== TRABAJO POR HACER ==
¿Puedes copiar sin cambios el fragmento del texto sobre el legado del papa Francisco que comienza en las palabras "Pocas veces la" y termina después de "de carácter público."?

== TEXTO DE LECTURA ==
▼▼▼
Pocas veces la sucesión de un papa había suscitado, para la Iglesia, una disyuntiva tan incierta e importante como la originada por la partida de Francisco. Tanto la opción de continuar avanzando por la senda del pontífice fallecido como la de una eventual restauración, aunque sea parcial, son desafíos de mayor magnitud, debido a la trascendencia de los cambios iniciados bajo su pontificado.
Tras la renuncia del papa teólogo Benedicto XVI, sucedió a éste un pastor fraguado en la vigorosa iglesia argentina, quien desde un comienzo introdujo innovaciones de cuya incidencia real da cuenta la abierta reacción de sus antagonistas internos que, como nunca antes, hicieron del obispo de Roma objeto de críticas y reproches de carácter público.
El legado
Los cambios iniciados por Francisco no se limitaron a la renovación del Colegio de Cardenales en más un ochenta por ciento, que la prensa ha enfatizado en estos días. En lo fundamental, hubo reformas y avances subversores de una asentada reorientación conservadora que había ajustado gran parte de los lineamientos del Concilio Vaticano II.
La más evidente innovación, cuyo destinatario fue todo el pueblo creyente e, incluso, personas no pertenecientes a la Iglesia, ocurrió en el ámbito del magisterio papal. Con palabras que ningún pontífice anterior había expresado, Francisco censuró sin ambigüedad los excesos del capitalismo internacional como generador de una cultura del descarte y de la globalización de la indiferencia. En un siglo que sobrelleva la expansión del populismo nacionalista, artífice de un discurso xenófobo que en diversos grados ha impactado a los gobernantes, Francisco optó preferencialmente por los migrantes forzosos, en cuanto víctimas de la exclusión como consecuencia de aquellos excesos capitalistas.
De otra parte, remando contra la corriente real de los poderes fácticos del capitalismo reinante, sumó a su magisterio la lucha mundial contra el cambio climático y la degradación ambiental, y por la creación de una cultura del cuidado de la naturaleza, plasmando este compromiso eclesiástico con dimensión teológicaen la carta encíclica Laudato Si.

En fin, para que no hubiese duda del lugar central que ocupa la solidaridad con los descartados, una postura que evoca la opción preferencial por los pobres de la Iglesia Latinoamericana, el obispo de Roma predicó persistentemente, durante los doce años de su papado, una Iglesia en salida hacia las periferias de cada país, de cada ciudad. Desde nuestro Continente, no es posible obviar la relación de aquella opción pastoral y teológica con la reconsideración agradecida que Francisco brindó al padre Gustavo Gutiérrez, principal exponente de la teología de la liberación, y el levantamiento de las sanciones que pesaban sobre los sacerdotes nicaragüenses ligados a la originaria revolución sandinista, Ernesto Cardenal, Fernando Cardenal y Miguel D’ Escoto.
▲▲▲
== DATOS DISPONIBLES ==
▼▼▼
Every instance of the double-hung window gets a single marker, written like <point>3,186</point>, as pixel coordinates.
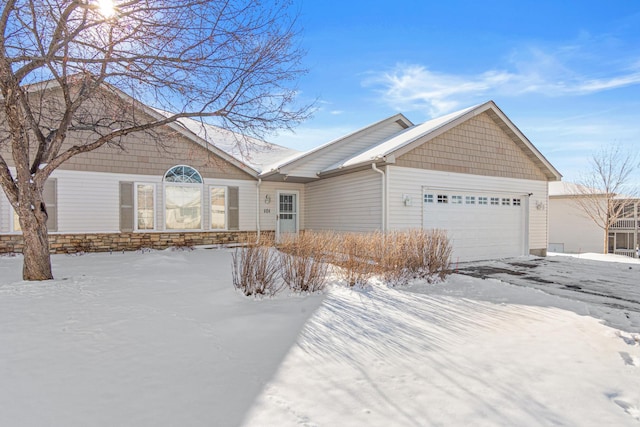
▲▲▲
== PROBLEMA RESUELTO ==
Pocas veces la sucesión de un papa había suscitado, para la Iglesia, una disyuntiva tan incierta e importante como la originada por la partida de Francisco. Tanto la opción de continuar avanzando por la senda del pontífice fallecido como la de una eventual restauración, aunque sea parcial, son desafíos de mayor magnitud, debido a la trascendencia de los cambios iniciados bajo su pontificado.
Tras la renuncia del papa teólogo Benedicto XVI, sucedió a éste un pastor fraguado en la vigorosa iglesia argentina, quien desde un comienzo introdujo innovaciones de cuya incidencia real da cuenta la abierta reacción de sus antagonistas internos que, como nunca antes, hicieron del obispo de Roma objeto de críticas y reproches de carácter público.